--- Data extract ---

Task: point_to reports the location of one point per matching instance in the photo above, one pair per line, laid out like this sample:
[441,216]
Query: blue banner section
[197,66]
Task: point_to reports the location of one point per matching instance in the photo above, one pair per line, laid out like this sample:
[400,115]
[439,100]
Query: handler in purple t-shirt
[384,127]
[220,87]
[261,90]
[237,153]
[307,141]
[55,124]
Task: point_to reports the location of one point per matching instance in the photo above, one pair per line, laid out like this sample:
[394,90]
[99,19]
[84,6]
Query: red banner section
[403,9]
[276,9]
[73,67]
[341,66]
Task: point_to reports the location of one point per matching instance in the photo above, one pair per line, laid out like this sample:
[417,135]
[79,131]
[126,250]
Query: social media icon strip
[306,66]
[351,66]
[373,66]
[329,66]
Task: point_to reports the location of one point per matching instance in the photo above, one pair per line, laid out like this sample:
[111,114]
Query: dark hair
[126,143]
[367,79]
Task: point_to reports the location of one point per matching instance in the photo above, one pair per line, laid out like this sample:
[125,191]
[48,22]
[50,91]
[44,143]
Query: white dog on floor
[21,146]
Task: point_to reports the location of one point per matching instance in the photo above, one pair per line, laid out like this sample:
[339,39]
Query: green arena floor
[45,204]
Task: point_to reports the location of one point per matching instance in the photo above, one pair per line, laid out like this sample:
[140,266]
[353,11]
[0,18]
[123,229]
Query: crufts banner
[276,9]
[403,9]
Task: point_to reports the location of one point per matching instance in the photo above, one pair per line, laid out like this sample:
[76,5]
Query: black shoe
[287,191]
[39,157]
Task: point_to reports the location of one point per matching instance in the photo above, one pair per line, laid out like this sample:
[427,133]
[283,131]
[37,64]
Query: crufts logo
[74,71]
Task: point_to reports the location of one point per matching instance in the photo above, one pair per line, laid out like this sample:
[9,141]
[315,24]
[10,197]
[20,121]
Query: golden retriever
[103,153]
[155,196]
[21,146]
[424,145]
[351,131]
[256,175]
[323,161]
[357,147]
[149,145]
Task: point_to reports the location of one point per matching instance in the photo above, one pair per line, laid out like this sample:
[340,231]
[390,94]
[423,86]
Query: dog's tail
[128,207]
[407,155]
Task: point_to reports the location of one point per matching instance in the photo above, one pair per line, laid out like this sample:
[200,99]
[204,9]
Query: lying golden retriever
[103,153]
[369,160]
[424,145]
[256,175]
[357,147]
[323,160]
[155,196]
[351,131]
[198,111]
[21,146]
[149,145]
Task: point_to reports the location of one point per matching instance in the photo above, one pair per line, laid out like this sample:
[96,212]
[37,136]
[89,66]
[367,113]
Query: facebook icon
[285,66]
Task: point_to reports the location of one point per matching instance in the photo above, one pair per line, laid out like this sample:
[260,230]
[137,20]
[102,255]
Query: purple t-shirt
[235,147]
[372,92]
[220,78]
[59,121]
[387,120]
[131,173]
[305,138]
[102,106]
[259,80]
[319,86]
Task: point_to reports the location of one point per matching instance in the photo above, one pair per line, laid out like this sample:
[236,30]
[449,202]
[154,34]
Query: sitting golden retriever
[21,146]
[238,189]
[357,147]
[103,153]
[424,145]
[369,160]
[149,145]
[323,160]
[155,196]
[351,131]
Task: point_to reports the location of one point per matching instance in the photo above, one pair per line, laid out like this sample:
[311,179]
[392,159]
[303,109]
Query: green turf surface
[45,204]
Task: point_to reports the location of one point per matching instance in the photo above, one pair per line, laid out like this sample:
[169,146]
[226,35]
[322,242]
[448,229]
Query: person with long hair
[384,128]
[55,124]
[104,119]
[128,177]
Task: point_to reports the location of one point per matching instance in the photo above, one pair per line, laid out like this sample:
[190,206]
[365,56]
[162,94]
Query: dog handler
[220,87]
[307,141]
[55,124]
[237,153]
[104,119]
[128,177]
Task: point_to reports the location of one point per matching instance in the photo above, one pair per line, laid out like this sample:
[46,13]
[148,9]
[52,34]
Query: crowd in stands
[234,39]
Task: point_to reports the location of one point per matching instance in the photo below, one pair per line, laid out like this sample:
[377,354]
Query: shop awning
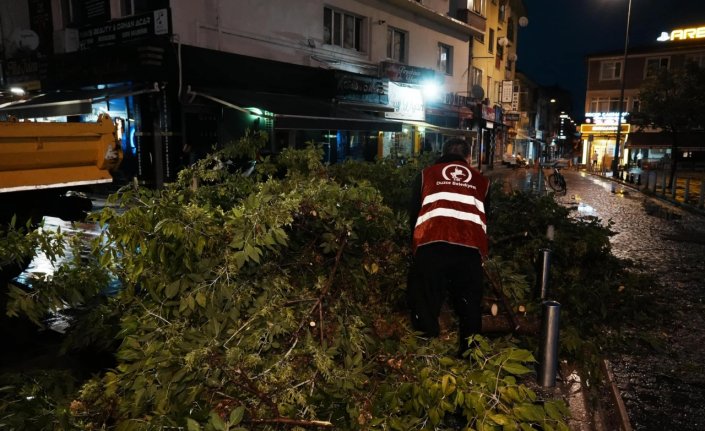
[289,111]
[438,129]
[70,102]
[692,141]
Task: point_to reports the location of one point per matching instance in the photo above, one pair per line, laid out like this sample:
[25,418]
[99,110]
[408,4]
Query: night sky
[561,33]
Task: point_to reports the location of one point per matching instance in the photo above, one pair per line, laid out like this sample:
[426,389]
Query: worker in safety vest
[449,224]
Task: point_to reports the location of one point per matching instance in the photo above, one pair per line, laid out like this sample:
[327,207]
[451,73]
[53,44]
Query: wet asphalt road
[662,385]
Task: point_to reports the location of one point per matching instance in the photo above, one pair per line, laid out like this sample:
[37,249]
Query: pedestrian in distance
[448,221]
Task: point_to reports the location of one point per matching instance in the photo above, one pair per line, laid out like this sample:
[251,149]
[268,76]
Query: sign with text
[407,103]
[406,74]
[682,34]
[507,91]
[597,129]
[128,29]
[361,88]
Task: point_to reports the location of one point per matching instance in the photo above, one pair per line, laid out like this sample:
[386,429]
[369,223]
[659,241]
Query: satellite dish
[477,92]
[26,39]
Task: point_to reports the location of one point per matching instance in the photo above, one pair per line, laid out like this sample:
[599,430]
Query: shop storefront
[599,138]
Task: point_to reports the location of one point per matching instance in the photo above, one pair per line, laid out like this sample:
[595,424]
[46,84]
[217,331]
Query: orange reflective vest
[452,207]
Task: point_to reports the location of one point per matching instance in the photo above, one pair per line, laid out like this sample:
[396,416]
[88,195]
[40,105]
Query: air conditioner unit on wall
[65,40]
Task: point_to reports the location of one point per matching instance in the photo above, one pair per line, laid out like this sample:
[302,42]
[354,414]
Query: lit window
[698,59]
[445,59]
[342,29]
[610,70]
[655,65]
[397,44]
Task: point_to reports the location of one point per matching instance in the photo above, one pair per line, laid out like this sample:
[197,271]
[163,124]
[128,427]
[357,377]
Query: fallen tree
[275,301]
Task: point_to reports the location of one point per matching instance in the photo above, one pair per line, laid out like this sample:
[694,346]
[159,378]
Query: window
[698,59]
[445,58]
[396,44]
[476,77]
[655,65]
[610,70]
[342,29]
[69,13]
[134,7]
[477,6]
[510,29]
[636,105]
[605,104]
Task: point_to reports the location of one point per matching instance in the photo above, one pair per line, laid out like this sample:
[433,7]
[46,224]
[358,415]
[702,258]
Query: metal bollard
[545,267]
[548,352]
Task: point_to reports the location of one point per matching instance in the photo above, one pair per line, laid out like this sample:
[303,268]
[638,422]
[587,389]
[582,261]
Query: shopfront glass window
[397,44]
[610,70]
[342,29]
[655,65]
[445,58]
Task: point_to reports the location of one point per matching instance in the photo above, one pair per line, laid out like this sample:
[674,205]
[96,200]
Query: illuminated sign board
[606,117]
[682,34]
[597,129]
[407,103]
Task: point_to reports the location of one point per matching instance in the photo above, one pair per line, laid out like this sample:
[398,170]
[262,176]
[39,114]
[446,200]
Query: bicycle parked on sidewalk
[556,180]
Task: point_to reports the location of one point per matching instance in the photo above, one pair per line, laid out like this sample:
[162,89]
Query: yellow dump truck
[41,162]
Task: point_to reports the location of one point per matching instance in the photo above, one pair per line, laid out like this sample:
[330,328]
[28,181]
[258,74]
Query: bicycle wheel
[557,182]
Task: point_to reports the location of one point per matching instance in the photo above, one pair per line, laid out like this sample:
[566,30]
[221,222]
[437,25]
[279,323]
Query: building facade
[362,78]
[606,74]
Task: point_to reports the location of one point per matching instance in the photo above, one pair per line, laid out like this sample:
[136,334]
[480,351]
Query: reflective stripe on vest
[452,208]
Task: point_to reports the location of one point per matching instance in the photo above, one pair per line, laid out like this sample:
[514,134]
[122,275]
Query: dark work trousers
[441,269]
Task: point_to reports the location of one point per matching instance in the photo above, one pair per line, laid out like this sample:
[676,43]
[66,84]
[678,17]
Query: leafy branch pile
[275,301]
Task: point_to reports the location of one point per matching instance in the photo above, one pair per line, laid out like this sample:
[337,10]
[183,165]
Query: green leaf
[529,412]
[515,368]
[500,419]
[192,425]
[201,299]
[237,415]
[172,289]
[217,422]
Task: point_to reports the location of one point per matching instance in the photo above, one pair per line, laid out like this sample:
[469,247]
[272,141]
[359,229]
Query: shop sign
[22,70]
[488,113]
[124,30]
[361,88]
[682,34]
[596,129]
[512,116]
[407,103]
[507,91]
[606,117]
[406,74]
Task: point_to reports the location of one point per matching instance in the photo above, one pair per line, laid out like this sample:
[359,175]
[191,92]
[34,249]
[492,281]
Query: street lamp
[615,161]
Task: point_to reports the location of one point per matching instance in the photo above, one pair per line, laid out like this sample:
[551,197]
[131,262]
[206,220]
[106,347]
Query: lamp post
[615,161]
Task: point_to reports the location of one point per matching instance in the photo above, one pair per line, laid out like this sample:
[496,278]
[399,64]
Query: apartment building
[363,78]
[606,74]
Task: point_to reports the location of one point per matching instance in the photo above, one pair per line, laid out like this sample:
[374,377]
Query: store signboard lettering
[124,30]
[407,103]
[682,34]
[406,74]
[359,88]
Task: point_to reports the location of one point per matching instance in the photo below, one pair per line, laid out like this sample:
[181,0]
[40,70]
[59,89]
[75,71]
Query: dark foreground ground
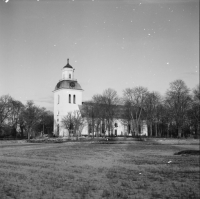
[92,170]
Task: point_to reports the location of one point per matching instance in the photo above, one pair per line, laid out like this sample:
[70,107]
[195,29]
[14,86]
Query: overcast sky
[111,44]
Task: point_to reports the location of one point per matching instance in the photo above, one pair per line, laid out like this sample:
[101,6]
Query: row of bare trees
[174,115]
[19,120]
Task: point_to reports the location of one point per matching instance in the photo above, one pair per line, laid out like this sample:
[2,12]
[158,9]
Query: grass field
[91,170]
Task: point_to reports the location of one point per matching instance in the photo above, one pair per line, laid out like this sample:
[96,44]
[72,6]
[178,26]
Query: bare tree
[78,122]
[109,102]
[32,115]
[67,122]
[151,104]
[193,113]
[5,109]
[134,100]
[178,102]
[14,118]
[74,121]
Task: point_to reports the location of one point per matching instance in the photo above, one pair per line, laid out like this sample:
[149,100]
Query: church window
[58,99]
[74,99]
[58,128]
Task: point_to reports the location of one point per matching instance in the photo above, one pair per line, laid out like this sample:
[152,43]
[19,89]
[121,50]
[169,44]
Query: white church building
[68,98]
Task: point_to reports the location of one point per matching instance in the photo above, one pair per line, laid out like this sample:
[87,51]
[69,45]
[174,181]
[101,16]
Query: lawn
[95,170]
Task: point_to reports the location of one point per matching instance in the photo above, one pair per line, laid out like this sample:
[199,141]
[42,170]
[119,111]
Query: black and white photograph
[99,99]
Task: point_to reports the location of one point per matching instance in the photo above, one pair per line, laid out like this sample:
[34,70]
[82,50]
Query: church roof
[67,65]
[119,110]
[65,84]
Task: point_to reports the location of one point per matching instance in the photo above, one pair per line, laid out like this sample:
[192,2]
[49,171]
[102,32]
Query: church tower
[67,98]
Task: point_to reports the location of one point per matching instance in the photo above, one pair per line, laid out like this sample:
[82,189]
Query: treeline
[174,115]
[18,120]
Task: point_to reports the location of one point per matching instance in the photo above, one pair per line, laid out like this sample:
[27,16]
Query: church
[68,98]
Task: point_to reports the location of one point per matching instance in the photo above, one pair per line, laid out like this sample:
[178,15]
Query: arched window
[115,132]
[58,128]
[74,99]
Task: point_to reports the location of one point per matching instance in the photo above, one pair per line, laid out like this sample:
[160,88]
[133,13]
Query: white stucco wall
[62,108]
[66,72]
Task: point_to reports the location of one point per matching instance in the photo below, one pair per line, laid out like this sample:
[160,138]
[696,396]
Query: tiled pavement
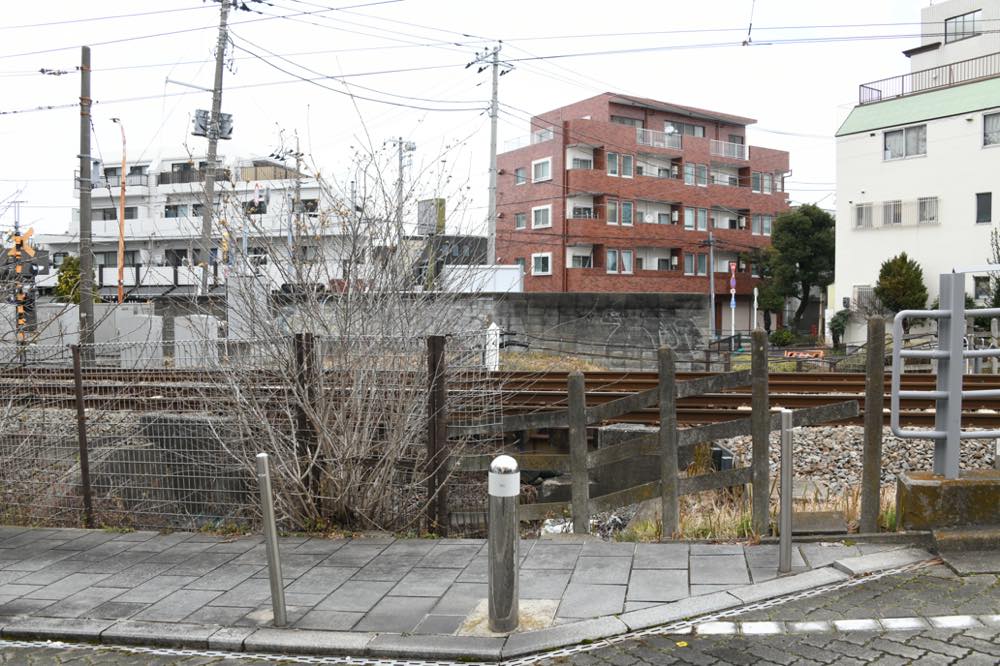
[376,584]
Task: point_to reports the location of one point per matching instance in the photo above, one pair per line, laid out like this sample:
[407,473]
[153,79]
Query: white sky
[804,89]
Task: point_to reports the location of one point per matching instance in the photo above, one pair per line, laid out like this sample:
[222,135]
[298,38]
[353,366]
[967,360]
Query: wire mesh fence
[170,431]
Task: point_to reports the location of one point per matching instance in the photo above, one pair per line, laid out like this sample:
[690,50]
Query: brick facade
[579,193]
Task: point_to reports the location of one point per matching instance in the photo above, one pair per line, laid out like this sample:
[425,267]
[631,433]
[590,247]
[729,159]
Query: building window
[906,142]
[612,164]
[984,208]
[863,216]
[541,217]
[981,285]
[627,207]
[541,170]
[631,122]
[927,210]
[962,27]
[991,129]
[892,212]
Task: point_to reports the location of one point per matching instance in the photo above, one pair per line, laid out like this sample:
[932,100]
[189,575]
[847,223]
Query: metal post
[871,471]
[81,432]
[271,541]
[668,444]
[580,488]
[785,519]
[760,430]
[503,542]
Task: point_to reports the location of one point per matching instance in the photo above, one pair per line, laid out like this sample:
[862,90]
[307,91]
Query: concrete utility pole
[213,144]
[494,108]
[86,241]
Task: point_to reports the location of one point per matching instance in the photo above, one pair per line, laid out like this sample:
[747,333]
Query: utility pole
[213,144]
[86,240]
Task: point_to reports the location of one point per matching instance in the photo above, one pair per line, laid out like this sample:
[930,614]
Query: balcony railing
[654,139]
[736,151]
[942,76]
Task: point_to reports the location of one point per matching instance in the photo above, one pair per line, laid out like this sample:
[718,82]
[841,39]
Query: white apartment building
[918,161]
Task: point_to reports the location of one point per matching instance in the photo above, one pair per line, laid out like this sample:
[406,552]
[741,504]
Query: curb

---

Short problem: Copy out every line of the material above that contains the string "window", keeping the lines in their original order.

The solution:
Query: lit window
Query: window
Query: shopfront glass window
Query: church window
Query: arched window
Query: building window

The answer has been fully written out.